* _DIRECTIONS FOR THIS TASK_: Copy the lines below verbatim. Begin with the first and end with the line containing "Guideline: one marker per instance of the porch".
[Start of section]
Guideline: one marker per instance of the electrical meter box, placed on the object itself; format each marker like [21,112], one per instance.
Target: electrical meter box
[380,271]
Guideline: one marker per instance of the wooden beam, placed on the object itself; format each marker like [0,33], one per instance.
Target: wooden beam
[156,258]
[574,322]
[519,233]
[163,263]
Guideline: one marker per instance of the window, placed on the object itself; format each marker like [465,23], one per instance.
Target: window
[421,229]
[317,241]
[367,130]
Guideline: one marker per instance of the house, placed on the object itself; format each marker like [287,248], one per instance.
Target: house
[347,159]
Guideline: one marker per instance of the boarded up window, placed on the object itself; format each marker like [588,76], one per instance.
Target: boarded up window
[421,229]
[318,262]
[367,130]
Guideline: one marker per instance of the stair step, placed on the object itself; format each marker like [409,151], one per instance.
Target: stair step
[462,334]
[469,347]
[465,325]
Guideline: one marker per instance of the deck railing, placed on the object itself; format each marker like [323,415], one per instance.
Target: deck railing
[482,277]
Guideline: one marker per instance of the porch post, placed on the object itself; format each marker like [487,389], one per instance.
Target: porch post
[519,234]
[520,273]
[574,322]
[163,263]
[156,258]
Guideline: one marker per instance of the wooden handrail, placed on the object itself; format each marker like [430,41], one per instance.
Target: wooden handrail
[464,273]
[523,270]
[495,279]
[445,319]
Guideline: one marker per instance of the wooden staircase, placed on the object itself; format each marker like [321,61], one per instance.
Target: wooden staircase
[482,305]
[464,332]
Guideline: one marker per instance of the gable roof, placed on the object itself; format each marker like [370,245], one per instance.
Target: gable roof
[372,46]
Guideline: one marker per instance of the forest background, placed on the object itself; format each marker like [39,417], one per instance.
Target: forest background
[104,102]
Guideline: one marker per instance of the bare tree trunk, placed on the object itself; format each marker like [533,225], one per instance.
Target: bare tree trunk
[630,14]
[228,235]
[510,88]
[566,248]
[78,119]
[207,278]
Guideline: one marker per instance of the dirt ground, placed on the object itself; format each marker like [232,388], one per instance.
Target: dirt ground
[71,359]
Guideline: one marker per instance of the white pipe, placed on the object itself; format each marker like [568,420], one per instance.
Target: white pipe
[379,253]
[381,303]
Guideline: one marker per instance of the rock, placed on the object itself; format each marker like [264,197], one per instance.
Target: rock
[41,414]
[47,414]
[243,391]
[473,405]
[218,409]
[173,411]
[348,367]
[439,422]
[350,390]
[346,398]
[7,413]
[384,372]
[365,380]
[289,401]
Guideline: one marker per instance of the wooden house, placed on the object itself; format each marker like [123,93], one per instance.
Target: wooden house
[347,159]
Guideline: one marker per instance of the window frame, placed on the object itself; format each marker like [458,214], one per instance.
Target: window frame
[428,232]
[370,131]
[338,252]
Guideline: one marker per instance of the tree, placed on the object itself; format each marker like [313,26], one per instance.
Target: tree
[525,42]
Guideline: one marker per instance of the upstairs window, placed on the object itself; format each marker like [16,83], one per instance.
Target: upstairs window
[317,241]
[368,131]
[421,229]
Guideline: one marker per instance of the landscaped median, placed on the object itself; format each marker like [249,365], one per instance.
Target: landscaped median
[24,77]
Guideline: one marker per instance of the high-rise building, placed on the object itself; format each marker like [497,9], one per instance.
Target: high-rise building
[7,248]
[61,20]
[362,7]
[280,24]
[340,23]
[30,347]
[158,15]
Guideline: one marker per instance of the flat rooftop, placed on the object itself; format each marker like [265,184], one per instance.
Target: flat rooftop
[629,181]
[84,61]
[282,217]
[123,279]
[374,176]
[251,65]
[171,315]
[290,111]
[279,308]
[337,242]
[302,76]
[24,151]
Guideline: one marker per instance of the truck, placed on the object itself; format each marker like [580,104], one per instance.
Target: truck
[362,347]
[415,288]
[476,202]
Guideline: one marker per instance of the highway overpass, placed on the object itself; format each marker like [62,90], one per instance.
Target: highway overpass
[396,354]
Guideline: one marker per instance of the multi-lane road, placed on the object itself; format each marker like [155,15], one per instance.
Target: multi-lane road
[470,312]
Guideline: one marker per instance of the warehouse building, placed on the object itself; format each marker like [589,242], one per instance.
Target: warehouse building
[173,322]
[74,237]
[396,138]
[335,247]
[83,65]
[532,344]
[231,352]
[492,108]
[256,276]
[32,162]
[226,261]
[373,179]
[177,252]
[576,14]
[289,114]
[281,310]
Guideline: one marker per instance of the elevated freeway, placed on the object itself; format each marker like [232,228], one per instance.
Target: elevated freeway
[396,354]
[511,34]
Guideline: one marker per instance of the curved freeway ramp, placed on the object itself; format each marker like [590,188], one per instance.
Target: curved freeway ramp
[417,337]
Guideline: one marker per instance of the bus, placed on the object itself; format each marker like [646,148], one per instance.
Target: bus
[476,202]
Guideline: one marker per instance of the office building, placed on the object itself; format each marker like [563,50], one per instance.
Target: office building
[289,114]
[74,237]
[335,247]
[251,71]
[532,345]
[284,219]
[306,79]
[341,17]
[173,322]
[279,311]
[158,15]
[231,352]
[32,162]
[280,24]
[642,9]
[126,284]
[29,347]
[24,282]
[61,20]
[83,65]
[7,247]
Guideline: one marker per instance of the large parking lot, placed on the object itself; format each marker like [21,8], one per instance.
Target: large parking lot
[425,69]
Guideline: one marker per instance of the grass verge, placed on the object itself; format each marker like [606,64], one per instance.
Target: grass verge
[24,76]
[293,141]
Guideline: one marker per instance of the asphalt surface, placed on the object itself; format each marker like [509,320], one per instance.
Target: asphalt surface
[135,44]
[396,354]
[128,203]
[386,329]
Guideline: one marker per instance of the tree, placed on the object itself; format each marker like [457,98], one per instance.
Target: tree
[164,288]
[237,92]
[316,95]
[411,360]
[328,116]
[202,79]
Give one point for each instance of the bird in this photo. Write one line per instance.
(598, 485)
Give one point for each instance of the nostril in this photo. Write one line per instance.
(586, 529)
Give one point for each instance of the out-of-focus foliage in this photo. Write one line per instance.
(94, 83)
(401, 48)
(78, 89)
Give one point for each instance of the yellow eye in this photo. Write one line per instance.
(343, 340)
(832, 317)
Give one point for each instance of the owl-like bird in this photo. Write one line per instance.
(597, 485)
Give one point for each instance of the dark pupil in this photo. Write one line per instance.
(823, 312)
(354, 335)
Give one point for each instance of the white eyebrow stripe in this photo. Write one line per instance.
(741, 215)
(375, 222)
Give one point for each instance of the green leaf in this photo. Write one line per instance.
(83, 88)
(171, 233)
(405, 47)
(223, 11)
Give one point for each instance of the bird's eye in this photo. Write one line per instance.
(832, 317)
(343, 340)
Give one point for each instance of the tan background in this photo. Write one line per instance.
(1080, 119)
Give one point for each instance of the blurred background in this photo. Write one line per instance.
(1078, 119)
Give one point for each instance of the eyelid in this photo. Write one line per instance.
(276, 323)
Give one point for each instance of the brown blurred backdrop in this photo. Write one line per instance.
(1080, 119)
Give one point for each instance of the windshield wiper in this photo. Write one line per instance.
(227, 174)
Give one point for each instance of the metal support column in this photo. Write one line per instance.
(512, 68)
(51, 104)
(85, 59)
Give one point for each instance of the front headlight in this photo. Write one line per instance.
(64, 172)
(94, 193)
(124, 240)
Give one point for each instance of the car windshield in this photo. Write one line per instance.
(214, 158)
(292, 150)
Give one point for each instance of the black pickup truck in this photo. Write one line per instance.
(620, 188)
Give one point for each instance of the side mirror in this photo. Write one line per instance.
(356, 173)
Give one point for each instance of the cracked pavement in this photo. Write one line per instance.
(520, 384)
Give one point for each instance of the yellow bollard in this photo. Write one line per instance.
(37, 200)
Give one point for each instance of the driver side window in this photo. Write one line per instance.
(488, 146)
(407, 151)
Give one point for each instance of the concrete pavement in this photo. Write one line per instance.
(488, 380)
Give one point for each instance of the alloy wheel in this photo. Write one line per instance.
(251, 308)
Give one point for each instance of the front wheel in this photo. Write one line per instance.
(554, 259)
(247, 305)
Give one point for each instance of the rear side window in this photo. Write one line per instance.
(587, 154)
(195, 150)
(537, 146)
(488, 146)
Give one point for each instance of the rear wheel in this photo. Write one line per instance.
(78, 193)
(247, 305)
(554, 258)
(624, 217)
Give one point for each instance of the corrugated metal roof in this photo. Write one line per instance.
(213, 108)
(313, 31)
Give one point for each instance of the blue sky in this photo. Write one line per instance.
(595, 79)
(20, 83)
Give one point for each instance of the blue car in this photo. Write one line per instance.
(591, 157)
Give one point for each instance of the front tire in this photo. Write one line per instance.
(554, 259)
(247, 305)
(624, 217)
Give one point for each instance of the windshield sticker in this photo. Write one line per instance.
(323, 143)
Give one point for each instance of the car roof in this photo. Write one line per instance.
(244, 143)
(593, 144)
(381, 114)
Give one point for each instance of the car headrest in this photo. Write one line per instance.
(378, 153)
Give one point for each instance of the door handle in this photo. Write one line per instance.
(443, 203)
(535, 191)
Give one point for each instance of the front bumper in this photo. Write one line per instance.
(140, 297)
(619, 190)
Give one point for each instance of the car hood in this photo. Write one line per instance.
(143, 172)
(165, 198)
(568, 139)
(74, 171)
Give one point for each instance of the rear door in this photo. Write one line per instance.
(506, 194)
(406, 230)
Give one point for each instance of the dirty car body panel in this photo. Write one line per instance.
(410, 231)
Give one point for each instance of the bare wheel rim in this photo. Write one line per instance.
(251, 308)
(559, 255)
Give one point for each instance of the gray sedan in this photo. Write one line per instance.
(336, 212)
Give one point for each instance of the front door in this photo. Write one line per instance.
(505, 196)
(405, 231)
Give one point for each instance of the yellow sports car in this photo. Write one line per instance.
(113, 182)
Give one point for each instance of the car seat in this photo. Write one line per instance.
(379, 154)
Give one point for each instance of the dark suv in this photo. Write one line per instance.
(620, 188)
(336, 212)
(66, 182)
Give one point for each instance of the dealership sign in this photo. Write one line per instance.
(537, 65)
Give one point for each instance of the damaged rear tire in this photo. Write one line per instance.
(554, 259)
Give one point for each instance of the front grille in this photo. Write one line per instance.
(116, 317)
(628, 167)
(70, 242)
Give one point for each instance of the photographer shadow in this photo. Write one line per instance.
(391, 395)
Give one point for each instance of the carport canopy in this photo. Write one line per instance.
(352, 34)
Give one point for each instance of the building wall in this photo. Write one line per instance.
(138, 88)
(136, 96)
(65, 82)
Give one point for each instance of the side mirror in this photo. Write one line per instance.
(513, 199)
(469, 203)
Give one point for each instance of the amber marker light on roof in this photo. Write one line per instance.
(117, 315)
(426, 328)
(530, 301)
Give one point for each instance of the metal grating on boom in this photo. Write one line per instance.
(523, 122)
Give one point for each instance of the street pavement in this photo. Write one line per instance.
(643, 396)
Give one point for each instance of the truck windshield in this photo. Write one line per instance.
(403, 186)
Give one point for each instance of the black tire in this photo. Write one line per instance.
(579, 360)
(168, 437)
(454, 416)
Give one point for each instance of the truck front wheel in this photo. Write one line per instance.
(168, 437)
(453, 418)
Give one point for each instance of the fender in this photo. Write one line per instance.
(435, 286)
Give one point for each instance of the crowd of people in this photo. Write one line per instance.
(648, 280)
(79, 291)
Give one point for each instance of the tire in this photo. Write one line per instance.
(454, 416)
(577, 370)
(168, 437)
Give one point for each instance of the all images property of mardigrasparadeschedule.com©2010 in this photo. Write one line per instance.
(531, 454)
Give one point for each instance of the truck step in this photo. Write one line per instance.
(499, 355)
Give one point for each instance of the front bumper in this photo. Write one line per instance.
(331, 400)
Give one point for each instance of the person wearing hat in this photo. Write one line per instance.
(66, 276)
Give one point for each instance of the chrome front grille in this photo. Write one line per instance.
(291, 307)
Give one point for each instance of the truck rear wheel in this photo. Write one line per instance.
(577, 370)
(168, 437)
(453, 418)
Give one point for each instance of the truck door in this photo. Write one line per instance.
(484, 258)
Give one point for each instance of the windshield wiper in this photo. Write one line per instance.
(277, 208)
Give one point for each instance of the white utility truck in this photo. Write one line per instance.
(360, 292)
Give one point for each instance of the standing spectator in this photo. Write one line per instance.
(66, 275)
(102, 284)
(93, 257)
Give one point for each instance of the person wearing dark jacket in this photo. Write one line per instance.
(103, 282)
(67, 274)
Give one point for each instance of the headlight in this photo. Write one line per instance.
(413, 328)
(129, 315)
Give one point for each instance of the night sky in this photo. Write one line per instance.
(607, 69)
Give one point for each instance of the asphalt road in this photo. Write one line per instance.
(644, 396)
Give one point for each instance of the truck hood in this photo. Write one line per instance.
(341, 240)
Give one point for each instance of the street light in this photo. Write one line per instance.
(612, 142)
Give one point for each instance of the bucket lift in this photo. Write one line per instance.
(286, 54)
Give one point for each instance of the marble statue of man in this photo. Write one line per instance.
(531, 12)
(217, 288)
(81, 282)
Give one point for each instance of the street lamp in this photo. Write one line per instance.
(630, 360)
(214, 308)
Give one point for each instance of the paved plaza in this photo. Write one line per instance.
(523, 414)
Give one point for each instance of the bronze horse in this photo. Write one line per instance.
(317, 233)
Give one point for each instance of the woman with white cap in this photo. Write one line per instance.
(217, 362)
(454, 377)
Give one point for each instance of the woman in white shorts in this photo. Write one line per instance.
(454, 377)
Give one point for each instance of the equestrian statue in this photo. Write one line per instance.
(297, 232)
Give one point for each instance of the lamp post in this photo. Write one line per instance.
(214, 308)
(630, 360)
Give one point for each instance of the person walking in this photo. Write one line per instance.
[End of section]
* _EXERCISE RESPONSE_:
Guideline: one marker per instance of the electrical meter box, placed on the object itself; format each marker like [21,112], one per instance.
Target: electrical meter box
[380,271]
Guideline: one marker per instance of the wooden beam, placed on the object itself; format each marker like [0,33], one per instance.
Target: wooden beam
[156,258]
[574,322]
[519,233]
[163,263]
Guideline: one marker per instance of the window, placed on the object itself; format each marker like [465,23], one per instance.
Target: window
[421,229]
[317,241]
[367,130]
Guideline: one marker per instance of the house, placed on the object itself; format each marker like [287,248], one per instance.
Target: house
[347,159]
Guideline: one marker per instance of the boarded up window, placed on the object itself; format each marker like [588,76], one per instance.
Target: boarded up window
[421,229]
[318,262]
[367,130]
Guideline: one marker per instance of the stair step, placed on the object itself; format each marker like [409,151], one per instance.
Target: stair step
[462,334]
[469,347]
[465,325]
Guideline: one marker per instance of the deck railing, placed on the object itself; format each marker like [323,415], one per instance.
Target: deck railing
[482,277]
Guideline: one marker per instance of the porch post, placed on the object itself; format each marker like [487,389], one per instance.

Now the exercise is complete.